--- AIM ---
Which lines of the material below contain the word "house"? List every such line in full, treating uppercase and lowercase as different.

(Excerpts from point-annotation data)

****************************************

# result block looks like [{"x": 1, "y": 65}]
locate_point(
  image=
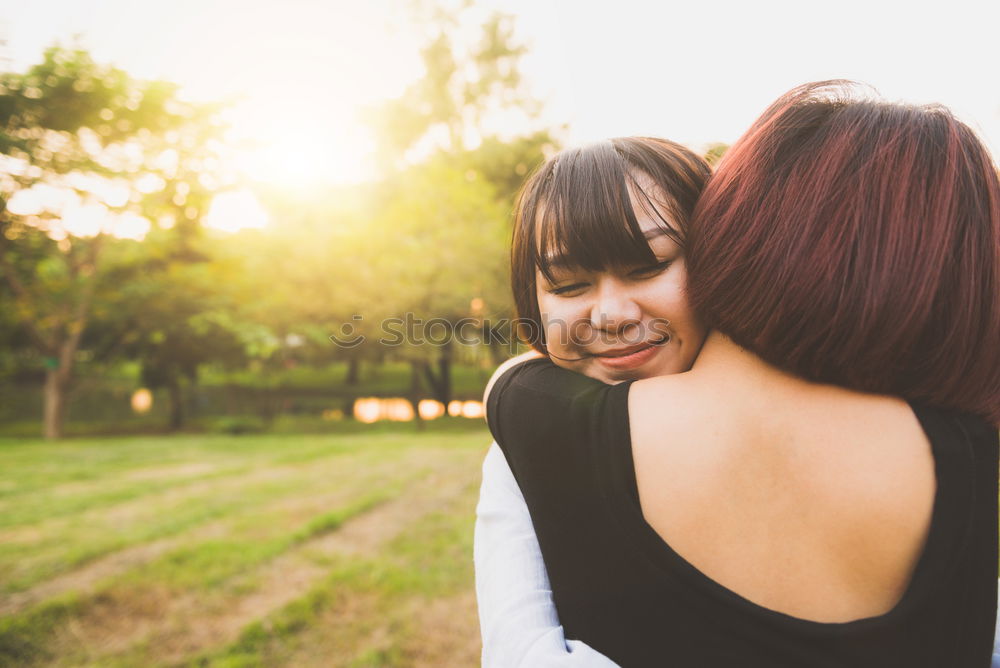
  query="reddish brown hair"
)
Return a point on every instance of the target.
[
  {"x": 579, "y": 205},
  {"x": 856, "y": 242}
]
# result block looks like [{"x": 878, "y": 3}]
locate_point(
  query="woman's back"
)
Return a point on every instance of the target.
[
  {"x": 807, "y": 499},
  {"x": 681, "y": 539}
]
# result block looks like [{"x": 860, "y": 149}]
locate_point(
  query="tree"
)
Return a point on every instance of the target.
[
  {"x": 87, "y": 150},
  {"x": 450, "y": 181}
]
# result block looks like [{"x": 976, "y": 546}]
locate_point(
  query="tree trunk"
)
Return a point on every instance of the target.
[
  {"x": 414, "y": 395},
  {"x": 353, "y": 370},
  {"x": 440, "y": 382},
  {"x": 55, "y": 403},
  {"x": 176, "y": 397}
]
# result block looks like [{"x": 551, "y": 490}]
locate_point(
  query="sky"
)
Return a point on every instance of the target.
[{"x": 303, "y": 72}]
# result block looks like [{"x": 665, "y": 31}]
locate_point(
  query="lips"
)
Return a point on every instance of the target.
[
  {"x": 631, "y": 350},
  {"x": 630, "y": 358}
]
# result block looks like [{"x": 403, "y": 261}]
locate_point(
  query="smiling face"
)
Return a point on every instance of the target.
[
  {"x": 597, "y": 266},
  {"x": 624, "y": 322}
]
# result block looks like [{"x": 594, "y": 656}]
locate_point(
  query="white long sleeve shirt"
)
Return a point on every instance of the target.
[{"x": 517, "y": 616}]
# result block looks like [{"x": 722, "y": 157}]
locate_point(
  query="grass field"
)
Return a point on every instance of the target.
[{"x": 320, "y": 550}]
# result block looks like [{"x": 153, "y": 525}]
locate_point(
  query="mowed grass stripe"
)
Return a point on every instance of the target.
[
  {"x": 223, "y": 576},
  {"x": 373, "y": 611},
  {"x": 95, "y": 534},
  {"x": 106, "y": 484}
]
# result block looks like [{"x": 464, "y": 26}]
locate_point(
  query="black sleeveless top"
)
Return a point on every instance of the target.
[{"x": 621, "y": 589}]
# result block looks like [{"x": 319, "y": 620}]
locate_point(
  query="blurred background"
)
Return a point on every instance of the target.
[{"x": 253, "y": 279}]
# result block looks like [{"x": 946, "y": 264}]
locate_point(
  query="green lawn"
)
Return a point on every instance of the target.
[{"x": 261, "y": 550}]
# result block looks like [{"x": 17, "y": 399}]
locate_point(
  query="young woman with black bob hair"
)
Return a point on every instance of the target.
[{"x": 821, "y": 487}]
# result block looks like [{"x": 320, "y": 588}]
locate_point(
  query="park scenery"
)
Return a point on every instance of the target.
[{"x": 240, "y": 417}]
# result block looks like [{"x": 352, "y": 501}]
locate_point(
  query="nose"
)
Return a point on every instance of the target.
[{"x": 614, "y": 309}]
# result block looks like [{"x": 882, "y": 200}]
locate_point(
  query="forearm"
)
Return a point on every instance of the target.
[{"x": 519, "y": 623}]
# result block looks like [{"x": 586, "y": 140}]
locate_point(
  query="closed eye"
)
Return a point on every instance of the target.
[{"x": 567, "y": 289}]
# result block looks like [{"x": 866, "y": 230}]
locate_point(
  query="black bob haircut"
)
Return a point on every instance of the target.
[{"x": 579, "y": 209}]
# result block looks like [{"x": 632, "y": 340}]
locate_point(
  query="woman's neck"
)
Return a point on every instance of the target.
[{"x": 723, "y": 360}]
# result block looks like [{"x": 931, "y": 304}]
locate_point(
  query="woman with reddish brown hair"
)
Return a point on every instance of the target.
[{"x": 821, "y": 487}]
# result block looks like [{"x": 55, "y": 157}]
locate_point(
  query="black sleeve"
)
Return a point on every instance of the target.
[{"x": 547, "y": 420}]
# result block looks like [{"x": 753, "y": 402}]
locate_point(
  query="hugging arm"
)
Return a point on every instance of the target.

****************************************

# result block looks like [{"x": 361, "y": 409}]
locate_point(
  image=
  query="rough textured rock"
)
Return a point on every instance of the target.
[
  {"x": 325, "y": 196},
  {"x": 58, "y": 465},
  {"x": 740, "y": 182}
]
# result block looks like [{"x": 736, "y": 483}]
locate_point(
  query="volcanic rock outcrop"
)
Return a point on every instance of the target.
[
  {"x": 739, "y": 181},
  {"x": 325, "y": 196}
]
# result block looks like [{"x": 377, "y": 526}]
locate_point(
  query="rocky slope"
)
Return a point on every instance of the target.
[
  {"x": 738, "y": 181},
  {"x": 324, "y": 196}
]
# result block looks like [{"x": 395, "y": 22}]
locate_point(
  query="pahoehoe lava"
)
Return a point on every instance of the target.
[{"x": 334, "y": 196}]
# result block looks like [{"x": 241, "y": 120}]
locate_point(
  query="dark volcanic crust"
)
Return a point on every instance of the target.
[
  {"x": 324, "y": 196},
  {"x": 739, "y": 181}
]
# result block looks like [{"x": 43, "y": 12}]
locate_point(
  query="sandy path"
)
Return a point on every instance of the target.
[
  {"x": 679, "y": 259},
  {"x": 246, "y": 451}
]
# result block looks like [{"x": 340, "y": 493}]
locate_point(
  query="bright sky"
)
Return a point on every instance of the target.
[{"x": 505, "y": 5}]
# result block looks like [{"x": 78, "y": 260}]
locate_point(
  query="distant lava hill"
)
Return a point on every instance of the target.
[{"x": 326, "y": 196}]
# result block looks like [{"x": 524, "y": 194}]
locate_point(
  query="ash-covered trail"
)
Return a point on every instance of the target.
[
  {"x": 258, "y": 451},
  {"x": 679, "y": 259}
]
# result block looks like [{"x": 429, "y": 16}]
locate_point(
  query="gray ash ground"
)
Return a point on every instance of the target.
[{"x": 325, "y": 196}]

****************************************

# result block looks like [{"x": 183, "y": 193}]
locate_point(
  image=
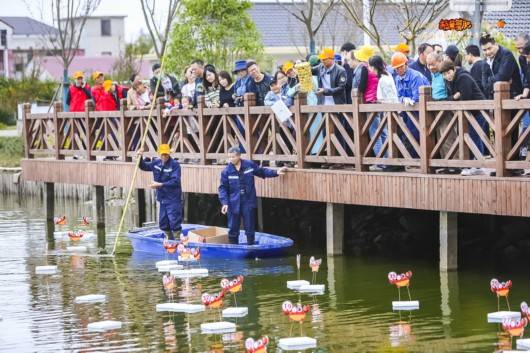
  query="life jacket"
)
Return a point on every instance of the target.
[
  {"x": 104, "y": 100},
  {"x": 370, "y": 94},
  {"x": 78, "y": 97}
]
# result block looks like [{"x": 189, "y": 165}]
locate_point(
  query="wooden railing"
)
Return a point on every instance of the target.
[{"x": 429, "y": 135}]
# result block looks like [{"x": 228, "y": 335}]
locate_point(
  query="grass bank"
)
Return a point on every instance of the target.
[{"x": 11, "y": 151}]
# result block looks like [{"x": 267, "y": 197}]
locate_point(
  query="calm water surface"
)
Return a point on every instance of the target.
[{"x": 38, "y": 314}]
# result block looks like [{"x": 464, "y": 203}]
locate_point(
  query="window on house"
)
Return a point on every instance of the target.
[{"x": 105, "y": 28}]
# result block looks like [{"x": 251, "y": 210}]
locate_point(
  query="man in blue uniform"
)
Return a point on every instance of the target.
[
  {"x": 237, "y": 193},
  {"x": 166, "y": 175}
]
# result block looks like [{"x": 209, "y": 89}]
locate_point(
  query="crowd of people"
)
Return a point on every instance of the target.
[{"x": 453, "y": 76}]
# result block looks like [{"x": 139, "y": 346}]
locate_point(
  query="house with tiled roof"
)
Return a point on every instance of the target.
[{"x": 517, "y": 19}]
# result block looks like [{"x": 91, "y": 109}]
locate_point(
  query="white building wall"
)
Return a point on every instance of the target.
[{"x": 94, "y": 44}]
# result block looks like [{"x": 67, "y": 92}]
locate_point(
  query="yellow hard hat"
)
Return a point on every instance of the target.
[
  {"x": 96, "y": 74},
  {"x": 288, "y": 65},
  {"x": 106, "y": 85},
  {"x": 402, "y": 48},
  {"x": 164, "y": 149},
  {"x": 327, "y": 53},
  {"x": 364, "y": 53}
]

****************************************

--- RESULT OF THE TASK ---
  query="window on house"
  query="house with tiled roof"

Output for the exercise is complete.